• _Set task_:
Set down every record once more, exactly as given.

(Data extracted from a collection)

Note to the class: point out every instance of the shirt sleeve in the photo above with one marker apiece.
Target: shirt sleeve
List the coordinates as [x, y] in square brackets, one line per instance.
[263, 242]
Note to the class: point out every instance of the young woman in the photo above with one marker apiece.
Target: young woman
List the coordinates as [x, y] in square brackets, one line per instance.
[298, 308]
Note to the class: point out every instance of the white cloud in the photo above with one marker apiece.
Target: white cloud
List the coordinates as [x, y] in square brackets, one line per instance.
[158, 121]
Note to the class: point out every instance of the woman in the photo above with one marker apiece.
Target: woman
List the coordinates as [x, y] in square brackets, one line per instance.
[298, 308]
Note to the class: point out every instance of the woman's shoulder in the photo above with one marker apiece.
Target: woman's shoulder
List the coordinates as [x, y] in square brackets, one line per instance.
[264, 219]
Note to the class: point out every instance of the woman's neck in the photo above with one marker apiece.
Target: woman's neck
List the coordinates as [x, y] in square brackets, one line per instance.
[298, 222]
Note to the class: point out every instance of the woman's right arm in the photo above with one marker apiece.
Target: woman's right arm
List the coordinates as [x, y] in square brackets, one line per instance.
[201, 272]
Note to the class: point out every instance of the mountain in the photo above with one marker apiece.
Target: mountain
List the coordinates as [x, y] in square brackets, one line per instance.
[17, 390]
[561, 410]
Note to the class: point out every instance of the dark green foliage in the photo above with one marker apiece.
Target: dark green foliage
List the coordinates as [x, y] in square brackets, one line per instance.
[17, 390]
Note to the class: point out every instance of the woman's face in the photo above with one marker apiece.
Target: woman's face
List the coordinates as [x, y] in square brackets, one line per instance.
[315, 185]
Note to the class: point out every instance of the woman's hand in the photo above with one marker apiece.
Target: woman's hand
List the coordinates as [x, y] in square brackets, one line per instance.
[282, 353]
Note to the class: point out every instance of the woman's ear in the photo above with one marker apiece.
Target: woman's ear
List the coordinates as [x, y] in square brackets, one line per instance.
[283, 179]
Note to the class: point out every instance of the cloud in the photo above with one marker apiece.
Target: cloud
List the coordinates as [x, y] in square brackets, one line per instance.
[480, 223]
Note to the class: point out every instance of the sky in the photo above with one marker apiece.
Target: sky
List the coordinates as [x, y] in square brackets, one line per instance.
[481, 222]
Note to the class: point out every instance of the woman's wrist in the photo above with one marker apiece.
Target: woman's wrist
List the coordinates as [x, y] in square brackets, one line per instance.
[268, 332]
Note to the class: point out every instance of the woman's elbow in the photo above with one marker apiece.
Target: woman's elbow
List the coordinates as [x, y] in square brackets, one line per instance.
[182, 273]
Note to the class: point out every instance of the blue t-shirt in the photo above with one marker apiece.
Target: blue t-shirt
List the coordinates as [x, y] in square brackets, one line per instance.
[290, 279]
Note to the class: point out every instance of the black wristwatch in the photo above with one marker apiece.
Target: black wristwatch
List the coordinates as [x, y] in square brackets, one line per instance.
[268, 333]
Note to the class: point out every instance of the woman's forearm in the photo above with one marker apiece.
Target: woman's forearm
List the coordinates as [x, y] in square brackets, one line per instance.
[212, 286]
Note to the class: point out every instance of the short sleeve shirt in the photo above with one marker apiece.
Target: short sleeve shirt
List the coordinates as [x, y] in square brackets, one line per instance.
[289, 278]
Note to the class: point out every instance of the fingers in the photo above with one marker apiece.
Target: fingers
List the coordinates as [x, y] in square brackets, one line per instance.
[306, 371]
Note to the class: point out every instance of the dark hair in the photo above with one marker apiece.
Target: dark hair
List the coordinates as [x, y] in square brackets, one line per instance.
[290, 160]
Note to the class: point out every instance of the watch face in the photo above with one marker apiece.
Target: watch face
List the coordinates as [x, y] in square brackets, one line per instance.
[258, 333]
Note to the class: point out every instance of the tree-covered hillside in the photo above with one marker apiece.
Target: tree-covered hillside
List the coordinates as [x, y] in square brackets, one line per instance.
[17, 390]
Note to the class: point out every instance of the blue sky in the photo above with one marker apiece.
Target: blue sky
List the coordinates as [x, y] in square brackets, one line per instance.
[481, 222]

• _Finished exercise_:
Note to the class: point out every instance of the shirt sleeve in the photo above with one marker apiece.
Target: shirt sleeve
List the coordinates as [x, y] in square brackets, one line per instance.
[263, 242]
Note to the class: point out every instance of the young woman in the photo above with one marker apiece.
Target: young woman
List the coordinates as [x, y] in square brackets, one line per instance.
[298, 308]
Note to the class: point out every instance of the white cloud in the photo above with one marker apiece.
Target: white cloud
List the coordinates as [x, y] in square brackets, one line per instance.
[158, 121]
Note to the class: point out every instance of the woman in the photo above with one marker apiece.
Target: woman
List the coordinates as [x, y] in square brackets, one line per instance.
[298, 308]
Note to the class: point out every instance of the woman's shoulder in the photo above with one marker apiece.
Target: woman's shoulder
List the coordinates as [x, y] in square brackets, one line per instance.
[264, 219]
Note to the class: point out every instance of the woman's neck in the photo above with one marker apiece.
Target: woman's neck
List the coordinates as [x, y] in square brackets, one line per instance.
[298, 222]
Note to the class: point out every instance of the woman's right arm in the photo above with one marker apiece.
Target: woman's right arm
List the coordinates as [x, y] in square brackets, one line per instance.
[201, 272]
Note to the class: point out every instance of the mountain in the photo above with one marker apiece.
Target: mountain
List the coordinates as [x, y] in square brackets, one line per instance.
[17, 390]
[561, 410]
Note to the class: point out every instance of the dark green foliage in the photo above with one marker apiece.
Target: dark green foliage
List the coordinates as [x, y] in square brackets, one line per instance.
[17, 390]
Note to the class: point out every instance of the woman's face in the photo above with one marker apiece.
Target: woman's face
List the coordinates as [x, y] in square brackets, one line per instance.
[315, 185]
Note to the class: point out every instance of the woman's hand in the photo above with one marker apiece.
Target: woman's hand
List the coordinates as [x, y] in square brackets, one line per instance.
[282, 353]
Note to the class: point out every instance of the woman's ear in the photo above with one marker apiece.
Target: woman's ear
List the coordinates as [x, y] in square brackets, one line per instance.
[283, 179]
Note to the class: point out every instance of the cloud in the photo above with one marker apiece.
Target: cloud
List the coordinates as [x, y] in square brackets, one line per instance.
[480, 223]
Note to the class: point out every instance of the sky in the photo above with one marker apiece.
Target: sky
List the coordinates as [x, y] in square brackets, one line per instance.
[481, 222]
Note to the class: point out every instance of the woman's wrist in the photo above with one marker apiece.
Target: woman's wrist
List the coordinates as [x, y] in square brackets, one line per instance.
[268, 332]
Note to the class: point out every instance of the woman's elbow in the photo above with one marker apiece.
Target: woman's elbow
List the coordinates as [x, y] in square brackets, one line per instance.
[182, 273]
Note to the class: point out every instance of the blue t-shirt in the photo above with one marker apiece.
Target: blue t-shirt
List the coordinates as [x, y] in square brackets, one line per instance.
[290, 279]
Note to the class: point out every instance of the black wristwatch in the photo above with one marker apiece.
Target: black wristwatch
List the coordinates as [x, y] in square brackets, one line per instance.
[268, 333]
Note to the class: point out every instance of the woman's forearm in the photo above with one marker apiece.
Target: woman's forearm
List the coordinates as [x, y] in square brackets, one line per instance.
[212, 286]
Note to the class: point out every instance of the short sleeve shirt in the photo above with one marker apiece.
Target: short sleeve shirt
List the coordinates as [x, y] in square brackets, one line per instance.
[289, 278]
Note to the class: point out every instance of the fingers in the photo above with one marker apiece.
Target: fingers
List the coordinates as [x, y] in square brackets, one line per instance.
[306, 371]
Note to the class: point out every instance of the dark hair in the photo above with one marker apiece.
Target: dark hair
List the coordinates as [x, y] in square brackets, one line per instance.
[290, 160]
Note to the class: point out every instance of the watch face in the photo above with one marker apiece.
Target: watch face
List the coordinates as [x, y] in square brackets, one line per instance.
[258, 333]
Note to the class: point out every instance of the tree-covered hillside in the photo above with one marker apiece.
Target: tree-covered hillside
List the coordinates as [x, y] in square brackets, one line per instance.
[17, 390]
Note to the class: point out every instance of the blue sky in the photo above with one marker apiece.
Target: blue sky
List the coordinates as [x, y] in square brackets, one line per instance.
[481, 222]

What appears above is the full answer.